En un país donde la ciencia debería iluminar, la diputada y psiquiatra María Luisa Cordero ha decidido usarla como linterna al revés, es decir, proyectando sombras en lugar de claridad. Sus recientes declaraciones sobre los bolivianos, a quienes describió como "portadores crónicos desde el nacimiento de una encefalopatía hipóxica" y condenados a una "bradipsiquia irreversible", no solo desconciertan, sino que ofenden la inteligencia, la ciencia y la dignidad humana.
Con tono solemne, Cordero pronuncia lo que pretende ser un diagnóstico médico, pero que en realidad es un prejuicio racial envuelto en jerga técnica. Lo grave no es solo el disparate científico, sino que lo haga quien ocupa un escaño en el Congreso. El efecto de tal disparate es grotesco, pues suena docto, elegante y hasta convincente, pero es un sofisma aristotélico con esteroides, es decir, una musculosa mentira disfrazada de ciencia.
Afortunadamente, la fisiología es contundente y no se deja impresionar por la mala retórica. La evidencia muestra que los habitantes de altura -en Los Andes, Himalaya o Etiopía- no sufren daño cerebral permanente, por el contrario, se adaptan. Aumentan su hematocrito, ajustan la curva de disociación de la oxihemoglobina y desarrollan más capilares. En consecuencia, muy lejos de una "encefalopatía crónica", la humanidad ha demostrado plasticidad para prosperar en condiciones extremas. Insistir en lo contrario es tan absurdo, como diagnosticar a Michael Phelps con "hidrocefalia acuática" por pasar horas en la piscina.
____________
▶ Preguntas
1 – Según el texto sobre las declaraciones de María Luisa Cordero, ¿qué cambios muestran en el cuerpo los habitantes de altura?
2 – Copia tal cual el pedazo del texto sobre las declaraciones de María Luisa Cordero que va de "Afortunadamente, la fisiología" a "en la piscina.", incluidas ambas partes.

[Entradas guardadas]
____________
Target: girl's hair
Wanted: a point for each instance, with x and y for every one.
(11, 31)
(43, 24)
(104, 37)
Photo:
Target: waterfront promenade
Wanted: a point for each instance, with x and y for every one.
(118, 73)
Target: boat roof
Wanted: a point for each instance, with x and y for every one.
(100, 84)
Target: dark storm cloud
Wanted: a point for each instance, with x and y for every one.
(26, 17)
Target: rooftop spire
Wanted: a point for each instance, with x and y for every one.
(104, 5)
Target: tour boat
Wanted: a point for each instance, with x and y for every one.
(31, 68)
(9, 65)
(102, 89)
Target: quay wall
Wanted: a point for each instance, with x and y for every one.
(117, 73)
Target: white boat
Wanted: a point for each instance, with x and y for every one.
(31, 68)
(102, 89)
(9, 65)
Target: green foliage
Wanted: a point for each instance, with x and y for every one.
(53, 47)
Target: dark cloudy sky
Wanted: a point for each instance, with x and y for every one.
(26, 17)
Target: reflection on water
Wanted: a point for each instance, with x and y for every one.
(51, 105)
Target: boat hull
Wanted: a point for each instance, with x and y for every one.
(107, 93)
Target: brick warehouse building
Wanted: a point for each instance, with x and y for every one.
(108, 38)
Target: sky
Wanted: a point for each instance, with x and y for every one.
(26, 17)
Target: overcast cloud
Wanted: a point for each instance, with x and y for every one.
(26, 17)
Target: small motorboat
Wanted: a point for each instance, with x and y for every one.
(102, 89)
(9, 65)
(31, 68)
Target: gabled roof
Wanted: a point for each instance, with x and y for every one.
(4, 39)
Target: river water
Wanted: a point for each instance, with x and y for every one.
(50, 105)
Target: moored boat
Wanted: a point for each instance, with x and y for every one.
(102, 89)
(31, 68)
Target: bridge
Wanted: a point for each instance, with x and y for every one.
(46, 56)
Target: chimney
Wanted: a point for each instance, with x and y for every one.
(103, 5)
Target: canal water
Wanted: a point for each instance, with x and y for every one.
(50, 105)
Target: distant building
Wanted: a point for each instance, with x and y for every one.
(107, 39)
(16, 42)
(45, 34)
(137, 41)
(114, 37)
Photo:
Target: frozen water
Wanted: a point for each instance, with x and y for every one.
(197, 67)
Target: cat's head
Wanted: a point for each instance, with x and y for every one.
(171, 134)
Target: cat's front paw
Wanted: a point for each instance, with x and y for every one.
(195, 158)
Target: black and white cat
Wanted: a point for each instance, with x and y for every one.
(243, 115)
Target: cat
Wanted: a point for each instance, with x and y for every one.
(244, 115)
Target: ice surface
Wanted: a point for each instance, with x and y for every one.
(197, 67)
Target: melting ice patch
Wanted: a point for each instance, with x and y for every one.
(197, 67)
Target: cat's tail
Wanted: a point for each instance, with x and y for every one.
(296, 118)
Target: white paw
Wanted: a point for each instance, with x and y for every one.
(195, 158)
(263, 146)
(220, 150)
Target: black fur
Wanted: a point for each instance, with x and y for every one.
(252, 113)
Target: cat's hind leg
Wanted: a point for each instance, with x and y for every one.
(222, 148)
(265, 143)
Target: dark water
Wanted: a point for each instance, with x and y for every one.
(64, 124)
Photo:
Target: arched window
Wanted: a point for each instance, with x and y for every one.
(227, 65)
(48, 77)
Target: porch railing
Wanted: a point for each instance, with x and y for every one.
____________
▶ Respuestas por tarea
1 – Aumentan su hematocrito, ajustan la curva de disociación de la oxihemoglobina y desarrollan más capilares.

2 –
Afortunadamente, la fisiología es contundente y no se deja impresionar por la mala retórica. La evidencia muestra que los habitantes de altura -en Los Andes, Himalaya o Etiopía- no sufren daño cerebral permanente, por el contrario, se adaptan. Aumentan su hematocrito, ajustan la curva de disociación de la oxihemoglobina y desarrollan más capilares. En consecuencia, muy lejos de una "encefalopatía crónica", la humanidad ha demostrado plasticidad para prosperar en condiciones extremas. Insistir en lo contrario es tan absurdo, como diagnosticar a Michael Phelps con "hidrocefalia acuática" por pasar horas en la piscina.